*STATED TASK*:
Copy out every record below exactly as written, but leave out any pictures.

*DATA PROVIDED*:
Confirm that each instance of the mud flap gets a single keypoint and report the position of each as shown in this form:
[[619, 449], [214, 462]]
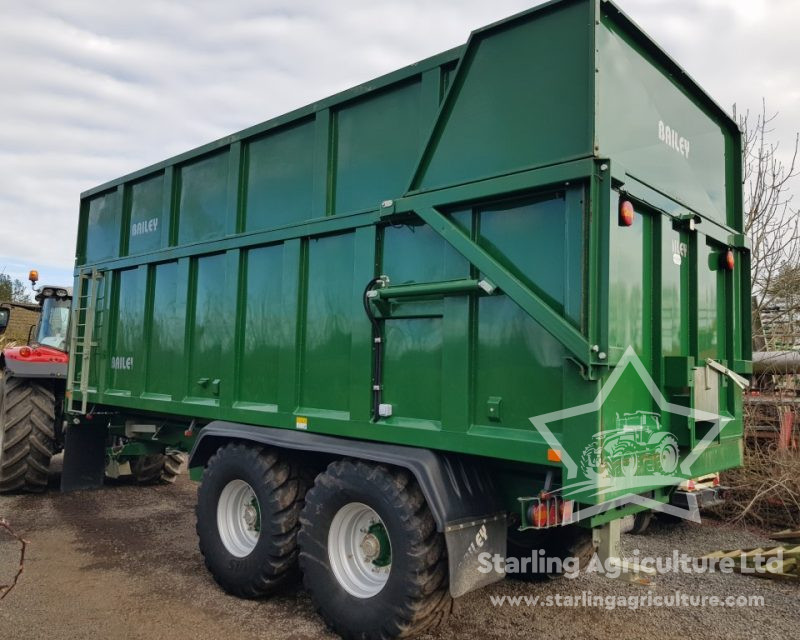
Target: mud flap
[[84, 457], [471, 546]]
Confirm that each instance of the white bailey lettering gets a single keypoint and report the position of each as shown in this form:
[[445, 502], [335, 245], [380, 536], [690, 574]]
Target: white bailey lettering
[[146, 226], [673, 139], [122, 363]]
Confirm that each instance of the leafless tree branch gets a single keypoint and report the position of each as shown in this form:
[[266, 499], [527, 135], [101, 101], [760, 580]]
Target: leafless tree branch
[[23, 544]]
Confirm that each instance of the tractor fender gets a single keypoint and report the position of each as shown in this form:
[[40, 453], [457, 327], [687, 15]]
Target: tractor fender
[[22, 369], [459, 490]]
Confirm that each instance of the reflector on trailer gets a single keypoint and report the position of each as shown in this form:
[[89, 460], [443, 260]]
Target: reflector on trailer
[[626, 213], [730, 260]]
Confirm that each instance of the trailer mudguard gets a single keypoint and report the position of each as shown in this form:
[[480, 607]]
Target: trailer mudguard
[[459, 491]]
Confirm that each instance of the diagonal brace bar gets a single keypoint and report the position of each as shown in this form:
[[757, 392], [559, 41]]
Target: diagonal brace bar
[[532, 304]]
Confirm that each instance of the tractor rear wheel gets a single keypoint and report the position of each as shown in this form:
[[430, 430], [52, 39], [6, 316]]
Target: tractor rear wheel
[[159, 468], [27, 434]]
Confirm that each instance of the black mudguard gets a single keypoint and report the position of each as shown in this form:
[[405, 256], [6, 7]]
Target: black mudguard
[[84, 457]]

*COMPLETE ANSWER*:
Confirm that each instance of the mud flap gets a single keypoint and report the position of each as shown in this form:
[[619, 449], [214, 462]]
Target: mud flap
[[84, 457], [471, 546]]
Confirm that each instance of the white bailey lettering gets a single keypoint and report the position of each as shown in this form:
[[445, 502], [335, 245], [380, 536], [690, 574]]
Target: white bailey lettering
[[146, 226], [673, 139], [122, 363]]
Confirm that each instance of the leafless tree branch gets a single keypoint and report the position of each as shown in this form:
[[266, 499], [527, 135], [101, 101], [760, 580]]
Target: leafless tree branch
[[23, 544]]
Confirm that each instance of the tractor fender gets a single keypoint and report the position of each as shown in this form:
[[40, 453], [457, 327], [687, 15]]
Target: tractor fender
[[22, 369], [459, 490]]
Confirm that each instance of the reflector on trailer gets a single keypoint and report the position of each as shown in this form:
[[89, 460], [443, 260]]
Target: reflector on trailer
[[626, 213], [730, 260]]
Confirm that each instance of the trailer mudguard gets a single keypoint and report the position of each as shown in this form:
[[480, 607]]
Target: trailer mudguard
[[459, 491]]
Confirm that each instance of the diagonal brace bar gets a single keypoint and report the position of each as shown in this form:
[[757, 392], [559, 41]]
Target: diagonal brace bar
[[532, 304]]
Confirm that each instance of the tractor rear wheel gets a single keypoint and report the position of each as shown in this form:
[[430, 430], [52, 39], [6, 316]]
Target: tractor rear wheel
[[159, 468], [27, 434]]
Confirm that each instance of the black mudguard gets a single keypoint and report the position of each as shown in this form:
[[405, 256], [6, 7]]
Target: black mudguard
[[84, 457]]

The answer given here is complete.